**Task brief**.
All of the data that follows needs to be printed again, exactly as it reads.

Records for this task below:

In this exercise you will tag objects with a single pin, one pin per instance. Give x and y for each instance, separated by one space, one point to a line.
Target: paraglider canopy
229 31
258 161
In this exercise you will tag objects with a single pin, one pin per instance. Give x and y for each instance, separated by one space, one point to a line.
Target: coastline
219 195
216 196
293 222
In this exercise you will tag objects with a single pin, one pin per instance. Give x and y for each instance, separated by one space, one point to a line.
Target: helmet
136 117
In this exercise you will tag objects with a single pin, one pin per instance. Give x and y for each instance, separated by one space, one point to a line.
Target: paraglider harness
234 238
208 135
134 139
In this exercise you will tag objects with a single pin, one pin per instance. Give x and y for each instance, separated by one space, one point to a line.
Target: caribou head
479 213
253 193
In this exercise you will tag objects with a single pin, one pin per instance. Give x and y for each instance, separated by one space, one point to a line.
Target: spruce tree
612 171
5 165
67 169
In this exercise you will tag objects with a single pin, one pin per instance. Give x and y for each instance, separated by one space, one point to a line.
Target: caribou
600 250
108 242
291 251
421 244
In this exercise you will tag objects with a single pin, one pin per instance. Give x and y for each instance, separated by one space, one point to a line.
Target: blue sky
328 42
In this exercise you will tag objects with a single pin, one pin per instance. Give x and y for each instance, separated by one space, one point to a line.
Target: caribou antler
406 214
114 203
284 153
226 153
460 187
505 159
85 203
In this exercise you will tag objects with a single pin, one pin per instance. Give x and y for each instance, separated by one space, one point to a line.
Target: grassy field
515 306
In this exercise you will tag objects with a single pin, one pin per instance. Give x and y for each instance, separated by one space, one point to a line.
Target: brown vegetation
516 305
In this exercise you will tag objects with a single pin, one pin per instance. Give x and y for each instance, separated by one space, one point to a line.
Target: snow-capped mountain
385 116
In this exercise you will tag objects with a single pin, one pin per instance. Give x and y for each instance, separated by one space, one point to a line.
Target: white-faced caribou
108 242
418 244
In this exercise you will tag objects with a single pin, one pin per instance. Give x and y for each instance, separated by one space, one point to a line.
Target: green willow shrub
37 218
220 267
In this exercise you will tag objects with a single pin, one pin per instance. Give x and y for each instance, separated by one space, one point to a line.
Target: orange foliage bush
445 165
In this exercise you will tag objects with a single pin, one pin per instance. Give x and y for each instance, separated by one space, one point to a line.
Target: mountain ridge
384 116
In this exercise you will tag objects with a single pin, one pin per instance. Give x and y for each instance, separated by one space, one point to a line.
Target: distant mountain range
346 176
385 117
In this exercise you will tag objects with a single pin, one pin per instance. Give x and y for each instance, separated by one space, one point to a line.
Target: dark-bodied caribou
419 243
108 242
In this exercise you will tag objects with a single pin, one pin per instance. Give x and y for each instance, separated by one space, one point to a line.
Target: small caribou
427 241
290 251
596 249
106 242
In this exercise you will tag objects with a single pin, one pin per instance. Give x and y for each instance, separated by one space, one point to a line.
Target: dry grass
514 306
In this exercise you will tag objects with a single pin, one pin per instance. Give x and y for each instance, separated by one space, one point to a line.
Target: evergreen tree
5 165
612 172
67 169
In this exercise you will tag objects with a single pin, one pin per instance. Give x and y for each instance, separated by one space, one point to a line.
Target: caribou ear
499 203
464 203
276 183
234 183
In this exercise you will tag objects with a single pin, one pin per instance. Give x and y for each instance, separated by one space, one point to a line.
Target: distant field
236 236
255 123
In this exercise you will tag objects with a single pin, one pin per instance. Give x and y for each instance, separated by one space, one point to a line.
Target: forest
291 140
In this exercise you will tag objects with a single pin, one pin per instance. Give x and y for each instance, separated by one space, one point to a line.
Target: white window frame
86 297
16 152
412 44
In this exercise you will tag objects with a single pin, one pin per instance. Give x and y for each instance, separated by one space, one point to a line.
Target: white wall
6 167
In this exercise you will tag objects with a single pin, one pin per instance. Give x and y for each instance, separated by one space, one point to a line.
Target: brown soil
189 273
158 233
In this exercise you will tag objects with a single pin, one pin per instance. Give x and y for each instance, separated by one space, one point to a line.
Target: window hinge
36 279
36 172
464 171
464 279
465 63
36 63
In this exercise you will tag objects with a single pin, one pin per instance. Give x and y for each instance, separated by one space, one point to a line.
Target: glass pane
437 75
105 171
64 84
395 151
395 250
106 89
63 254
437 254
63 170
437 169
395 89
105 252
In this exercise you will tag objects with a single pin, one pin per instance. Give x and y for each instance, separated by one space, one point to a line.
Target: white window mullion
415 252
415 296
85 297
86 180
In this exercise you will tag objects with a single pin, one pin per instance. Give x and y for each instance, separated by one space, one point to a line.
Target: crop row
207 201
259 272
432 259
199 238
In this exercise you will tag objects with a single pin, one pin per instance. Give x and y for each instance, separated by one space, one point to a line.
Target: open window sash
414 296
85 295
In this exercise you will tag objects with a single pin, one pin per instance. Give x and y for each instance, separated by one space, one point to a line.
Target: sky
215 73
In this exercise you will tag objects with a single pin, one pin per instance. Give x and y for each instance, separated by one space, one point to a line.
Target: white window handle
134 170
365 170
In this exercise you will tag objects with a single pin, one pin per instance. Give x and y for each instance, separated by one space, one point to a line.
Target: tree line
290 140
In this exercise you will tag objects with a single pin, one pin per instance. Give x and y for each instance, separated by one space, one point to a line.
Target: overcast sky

End of Records for this task.

**Exercise answer**.
In this exercise you will tag objects with a single pin, one pin per instance. Give x and y for each instance, separated by one space, one point to a line.
Target: paraglider canopy
229 31
258 161
In this exercise you will tag objects with a single pin, one pin per instance. Give x and y for each instance, separated by one space, one point to a line.
Target: coastline
219 195
216 196
293 222
In this exercise you will tag objects with a single pin, one pin per instance. Give x and y for each instance, separated by one space, one point to a line.
Target: helmet
136 117
In this exercise you will tag objects with a single pin, one pin per instance. Give x and y for each instance, separated by one space, one point to a line.
Target: paraglider harness
234 238
208 135
134 139
In this exercise you will tag objects with a single pin, one pin per instance. Give x and y for each instance, separated by one space, one point to a line.
Target: caribou head
479 213
253 193
In this exercise you will tag objects with a single pin, one pin per instance. Give x and y for each instance, separated by one space, one point to a line.
Target: spruce tree
612 171
5 165
67 169
In this exercise you will tag objects with a single pin, one pin per instance. Give x and y for each instance, separated by one space, one point to a line.
Target: caribou
600 250
108 242
291 251
421 244
In this exercise you will tag objects with a single pin, one pin per instance. Give x and y for each instance, separated by one space, one point to a line.
Target: blue sky
328 42
In this exercise you will tag objects with a single pin, one pin per instance. Give x and y for each instance, separated by one space, one point to a line.
Target: caribou antler
406 214
114 203
284 153
226 153
460 187
505 159
85 203
In this exercise you will tag objects with a single pin, one pin per instance. Give x and y for each instance, separated by one space, one point to a line.
Target: grassy field
515 306
In this exercise you will tag objects with a single pin, one pin per instance. Give x and y for each instance, separated by one space, one point to a line.
Target: brown vegetation
516 305
In this exercise you will tag objects with a single pin, one pin per instance. Give x and y for each instance, separated by one space, one point to a line.
Target: snow-capped mountain
385 116
In this exercise you will tag objects with a single pin, one pin per instance. Give x and y for each instance, separated by one space, one point to a line.
Target: white-faced caribou
108 242
418 244
In this exercise you will tag objects with a single pin, one pin per instance. Give x and y for each instance, separated by one space, one point to a line.
Target: green willow shrub
37 218
220 267
In this exercise you will tag objects with a single pin, one pin per instance. Give x and y for each instance, separated by one space, one point to a line.
Target: orange foliage bush
445 165
In this exercise you will tag objects with a single pin, one pin per instance. Give x and y for each instance, separated by one space, one point to a line.
Target: mountain ridge
384 116
In this exercise you will tag objects with a single pin, one pin per instance. Give x and y for each instance, separated by one space, one point to a line.
Target: distant mountain range
346 176
385 117
In this exercise you will tag objects with a single pin, one pin per instance. Give x and y for each instance, separated by one space, one point to a line.
Target: dark-bodied caribou
419 243
108 242
In this exercise you will tag objects with a single pin, one pin per instance. Give x and y for each instance, separated by one space, one point to a line.
Target: small caribou
427 241
290 251
596 249
106 242
In this exercise you will tag objects with a single pin, one pin per instance. Give x and y for each instance, separated by one space, one point to a line.
Target: dry grass
514 306
In this exercise you will tag objects with a single pin, one pin per instance. Give x and y for each instance, separated by one space, one point to a line.
Target: evergreen tree
5 165
612 172
67 169
In this exercise you will tag objects with a single pin, one pin per instance. Give x and y for each instance, separated by one space, one point to a line.
Target: caribou ear
499 203
464 203
276 183
234 183
In this exercise you will tag objects with a single pin, one pin per instance. Give x and y for each instance, separated by one space, one point to a line.
Target: distant field
236 236
255 123
In this exercise you will tag objects with a single pin, one pin per instance. Give x and y for each instance, separated by one space, one point to a line.
Target: forest
291 140
In this exercise you will tag objects with a single pin, one pin per instance. Give x and y for each instance, separated by one space, one point to a line.
Target: white window frame
86 297
16 152
412 44
In this exercise you will tag objects with a single pin, one pin per instance. Give x and y for each instance, separated by one space, one point to a line.
Target: white wall
6 167
In this exercise you will tag objects with a single pin, one pin per instance. Give x and y for each instance, separated by one space, one point to a line.
Target: brown soil
189 273
158 233
In this exercise you will tag objects with a single pin, one pin per instance. Give x and y for each instance, separated by one space, one point to a line.
Target: window hinge
36 279
36 172
464 171
464 279
465 63
36 63
In this exercise you will tag objects with a single pin, one pin per instance. Give x and y for each instance, separated by one space, one point to a line.
Target: glass pane
437 75
105 171
64 84
395 151
395 250
106 89
63 254
437 254
63 170
437 169
395 89
105 252
In this exercise you will tag objects with a single pin, one pin per instance. Give x and y for each instance, separated by one space, one point to a line.
Target: white window mullion
415 252
415 296
85 297
86 180
In this exercise you will tag objects with a single pin, one pin per instance. Give x and y for each instance, separated by one space, one point to a line.
Target: crop row
207 201
259 272
432 259
199 238
In this exercise you will tag objects with a single pin, one pin per instance. Give x and y for each instance, separated by one space, one point to a line.
Target: open window sash
414 296
85 295
In this exercise you will tag objects with a single pin, one pin per instance. Give x and y for each instance, separated by one space, one point to a line.
Target: sky
215 73
In this exercise you will tag objects with a single pin, one pin per instance. Give x and y for each instance, separated by one space, one point to a line.
Target: white window handle
134 170
365 170
In this exercise you will tag objects with a single pin, one pin per instance. Give x and y for each instance, separated by one space, one point to a line.
Target: tree line
290 140
In this exercise you will tag objects with a single pin, one pin per instance. Give x and y for each instance, separated by one space, one point to a line.
Target: overcast sky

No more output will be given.